(TEXT SEGMENT)
============================================================

Researchers hope the medicine will eventually offer a new tool to fight drug-resistant strains of the disease.
Cure rates were 96% for the 113 predominantly male U.S. patients with a urogenital infection who received single-dose oral treatment with either 2 g or 3 g of zoliflodacin versus 100% among the 28 volunteers given a single 500-mg intramuscular dose of ceftriaxone.
All 15 people who had rectal infections were cured by either drug but zoliflodacin proved less adept at eliminating pharyngeal infections.
Pharyngeal cure rates were 50% for the eight people getting 2 g of zoliflodacin versus 82% for the 11 volunteers getting the 3 g dose and 100% for the four patients getting ceftriaxone therapy.
"We hoped for better activity against pharyngeal gonorrhea, but it is notoriously difficult to treat," chief author Dr. Stephanie Taylor of the Louisiana State University Health Sciences Center, in New Orleans, told Reuters Health by email. "It has been suggested that poor drug penetration into pharyngeal tissue is probably responsible for most treatment failures and not re-infection or resistant organisms."
One-third of the zoliflodacin recipients reported side effects from the treatment, most of them gastrointestinal.

============================================================

(SUPPLIED INFORMATION)
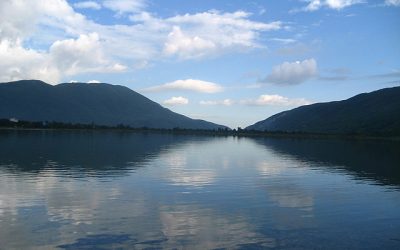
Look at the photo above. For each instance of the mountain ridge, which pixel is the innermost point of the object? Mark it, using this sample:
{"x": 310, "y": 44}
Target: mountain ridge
{"x": 98, "y": 103}
{"x": 376, "y": 113}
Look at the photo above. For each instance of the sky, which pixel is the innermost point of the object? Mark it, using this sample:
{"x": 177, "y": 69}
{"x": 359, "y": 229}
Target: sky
{"x": 228, "y": 61}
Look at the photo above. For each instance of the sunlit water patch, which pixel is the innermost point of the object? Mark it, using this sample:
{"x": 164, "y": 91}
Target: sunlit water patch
{"x": 88, "y": 190}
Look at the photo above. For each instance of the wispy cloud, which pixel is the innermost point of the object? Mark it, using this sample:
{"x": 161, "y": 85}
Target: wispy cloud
{"x": 290, "y": 73}
{"x": 314, "y": 5}
{"x": 176, "y": 100}
{"x": 284, "y": 40}
{"x": 392, "y": 3}
{"x": 225, "y": 102}
{"x": 87, "y": 5}
{"x": 188, "y": 85}
{"x": 275, "y": 100}
{"x": 71, "y": 37}
{"x": 125, "y": 6}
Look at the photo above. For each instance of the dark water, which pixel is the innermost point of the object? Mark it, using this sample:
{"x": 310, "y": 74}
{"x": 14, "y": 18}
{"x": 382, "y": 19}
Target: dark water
{"x": 101, "y": 190}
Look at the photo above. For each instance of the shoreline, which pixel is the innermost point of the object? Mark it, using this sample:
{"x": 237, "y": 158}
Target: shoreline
{"x": 200, "y": 132}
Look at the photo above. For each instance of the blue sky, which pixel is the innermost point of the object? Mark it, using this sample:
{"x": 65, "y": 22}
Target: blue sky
{"x": 229, "y": 62}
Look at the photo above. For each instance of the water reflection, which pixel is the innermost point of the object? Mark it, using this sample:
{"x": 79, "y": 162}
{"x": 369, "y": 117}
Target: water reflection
{"x": 84, "y": 190}
{"x": 81, "y": 153}
{"x": 376, "y": 160}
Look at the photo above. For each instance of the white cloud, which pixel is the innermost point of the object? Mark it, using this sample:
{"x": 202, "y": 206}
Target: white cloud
{"x": 19, "y": 63}
{"x": 87, "y": 5}
{"x": 392, "y": 2}
{"x": 225, "y": 102}
{"x": 188, "y": 84}
{"x": 74, "y": 56}
{"x": 293, "y": 72}
{"x": 125, "y": 6}
{"x": 201, "y": 34}
{"x": 186, "y": 47}
{"x": 64, "y": 58}
{"x": 94, "y": 81}
{"x": 179, "y": 100}
{"x": 284, "y": 40}
{"x": 332, "y": 4}
{"x": 53, "y": 41}
{"x": 275, "y": 100}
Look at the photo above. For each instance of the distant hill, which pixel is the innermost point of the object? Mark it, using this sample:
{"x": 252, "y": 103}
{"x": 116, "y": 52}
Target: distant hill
{"x": 100, "y": 103}
{"x": 375, "y": 113}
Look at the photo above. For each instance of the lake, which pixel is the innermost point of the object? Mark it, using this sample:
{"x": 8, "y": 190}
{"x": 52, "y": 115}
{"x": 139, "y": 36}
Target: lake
{"x": 123, "y": 190}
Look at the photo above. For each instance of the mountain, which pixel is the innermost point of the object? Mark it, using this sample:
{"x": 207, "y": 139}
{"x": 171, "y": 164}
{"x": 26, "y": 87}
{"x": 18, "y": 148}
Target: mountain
{"x": 101, "y": 104}
{"x": 375, "y": 113}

============================================================

(TRY IT) Please continue the text on the zoliflodacin gonorrhea trial from where it stops. The rows are not needed here.

(OUTPUT)
Entasis Therapeutics financed the study, published in the November 8 New England Journal of Medicine. A phase 3 test of the drug is planned for next year, with results expected in 2021, a company spokeswoman told Reuters Health by email.
The results come at a time when gonorrhea infections increased 67% from 2013 through 2017 and the chance of contracting a resistant strain has also increased.
Zoliflodacin works by blocking the formation of circular DNA.
The study enrolled patients from 2014 through 2015. Four were HIV positive. Cure rates were usually assessed six days after treatment. The safety assessments were done about 31 days after therapy.
Cultures were used to determine cure rates. When the researchers looked at patients who had signs and symptoms of Neisseria gonorrhoeae, cure rates were 91% with 2 g of zoliflodacin, 94% with 3 g and 96% with ceftriaxone.
Most of the side effects were considered to be mild but 11 of the 84 adverse events were rated as moderate. Ten percent of high-dose zoliflodacin recipients had gastrointestinal disorders - all regarded as mild - that were judged to be related to the drug.
Seven percent in the high-dose group had nervous-system-related side effects considered to be attributable to the drug.
"The nervous-system-related side effects were all headache," said Dr. Taylor. Headaches were seen in "five participants (7%) in the 3 gm dose; 0% in the 2 gm dose and 3% (1 individual) in the ceftriaxone group."
There was one serious adverse event, the researchers note dryly, and that was "a nonfatal gunshot wound considered by the investigators to be unrelated to zoliflodacin."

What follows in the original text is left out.